Records for the task:
====
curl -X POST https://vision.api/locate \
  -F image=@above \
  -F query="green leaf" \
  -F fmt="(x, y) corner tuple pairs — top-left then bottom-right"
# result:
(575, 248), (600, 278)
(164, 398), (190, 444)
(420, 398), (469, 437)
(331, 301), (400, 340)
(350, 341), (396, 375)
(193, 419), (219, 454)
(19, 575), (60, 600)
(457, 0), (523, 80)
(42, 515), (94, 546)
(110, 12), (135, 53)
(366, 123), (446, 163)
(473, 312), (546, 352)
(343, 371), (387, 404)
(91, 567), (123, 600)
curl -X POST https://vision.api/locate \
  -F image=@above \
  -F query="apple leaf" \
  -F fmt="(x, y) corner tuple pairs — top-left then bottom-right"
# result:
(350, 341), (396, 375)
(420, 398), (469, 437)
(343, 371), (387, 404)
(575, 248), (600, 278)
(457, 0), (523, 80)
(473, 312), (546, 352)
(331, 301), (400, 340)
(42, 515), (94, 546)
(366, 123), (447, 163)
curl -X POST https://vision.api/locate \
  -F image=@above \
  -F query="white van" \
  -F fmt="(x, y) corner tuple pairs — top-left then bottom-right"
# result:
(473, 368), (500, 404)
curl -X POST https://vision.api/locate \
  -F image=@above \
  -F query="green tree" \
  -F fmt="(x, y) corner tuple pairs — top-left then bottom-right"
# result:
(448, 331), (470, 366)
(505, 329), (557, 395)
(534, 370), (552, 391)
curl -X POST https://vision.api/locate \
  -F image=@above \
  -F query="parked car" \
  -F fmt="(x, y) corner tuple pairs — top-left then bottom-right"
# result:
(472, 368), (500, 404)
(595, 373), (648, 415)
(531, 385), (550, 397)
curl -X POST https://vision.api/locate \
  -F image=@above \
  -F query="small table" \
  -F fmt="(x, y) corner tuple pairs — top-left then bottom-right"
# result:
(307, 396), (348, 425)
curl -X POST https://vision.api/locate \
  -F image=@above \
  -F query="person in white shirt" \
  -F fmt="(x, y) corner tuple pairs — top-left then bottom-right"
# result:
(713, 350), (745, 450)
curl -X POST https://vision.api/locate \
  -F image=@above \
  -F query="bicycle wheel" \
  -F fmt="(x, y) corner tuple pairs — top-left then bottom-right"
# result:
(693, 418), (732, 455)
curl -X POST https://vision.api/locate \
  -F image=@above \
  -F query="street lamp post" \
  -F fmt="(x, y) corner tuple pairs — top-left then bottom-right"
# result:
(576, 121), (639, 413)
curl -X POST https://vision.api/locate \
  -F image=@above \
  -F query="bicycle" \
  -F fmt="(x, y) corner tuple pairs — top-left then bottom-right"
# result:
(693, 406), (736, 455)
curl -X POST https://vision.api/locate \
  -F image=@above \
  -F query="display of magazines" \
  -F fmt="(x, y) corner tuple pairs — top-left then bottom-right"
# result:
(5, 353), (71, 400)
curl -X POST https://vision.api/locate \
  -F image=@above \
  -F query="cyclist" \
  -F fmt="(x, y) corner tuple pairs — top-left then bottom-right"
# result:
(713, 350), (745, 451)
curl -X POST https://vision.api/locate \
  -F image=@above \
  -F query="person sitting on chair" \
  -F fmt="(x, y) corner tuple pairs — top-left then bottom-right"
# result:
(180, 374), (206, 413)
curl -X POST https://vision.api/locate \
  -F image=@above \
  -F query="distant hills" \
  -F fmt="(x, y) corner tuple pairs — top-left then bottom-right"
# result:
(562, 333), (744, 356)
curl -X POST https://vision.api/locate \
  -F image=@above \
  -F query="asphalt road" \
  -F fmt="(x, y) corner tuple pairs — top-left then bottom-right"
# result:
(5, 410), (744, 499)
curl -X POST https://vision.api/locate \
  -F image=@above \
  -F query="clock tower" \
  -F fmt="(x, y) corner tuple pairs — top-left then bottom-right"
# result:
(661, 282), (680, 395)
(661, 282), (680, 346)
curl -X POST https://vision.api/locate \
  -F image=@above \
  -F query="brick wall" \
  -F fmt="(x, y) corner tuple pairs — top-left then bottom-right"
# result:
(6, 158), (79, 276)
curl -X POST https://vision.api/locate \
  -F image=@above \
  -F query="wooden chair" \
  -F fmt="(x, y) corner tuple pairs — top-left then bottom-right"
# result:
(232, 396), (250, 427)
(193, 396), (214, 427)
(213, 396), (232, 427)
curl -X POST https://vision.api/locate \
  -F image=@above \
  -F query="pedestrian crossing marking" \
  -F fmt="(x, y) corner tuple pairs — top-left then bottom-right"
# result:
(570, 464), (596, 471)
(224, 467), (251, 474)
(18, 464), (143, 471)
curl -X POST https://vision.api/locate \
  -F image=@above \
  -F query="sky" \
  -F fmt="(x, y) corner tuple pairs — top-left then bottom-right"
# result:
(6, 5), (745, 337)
====
Description of the task: Pull out every line of the records that contains the word "white", copying each one in full.

Written answer:
  -F query="white van" \
  -F query="person in white shirt" \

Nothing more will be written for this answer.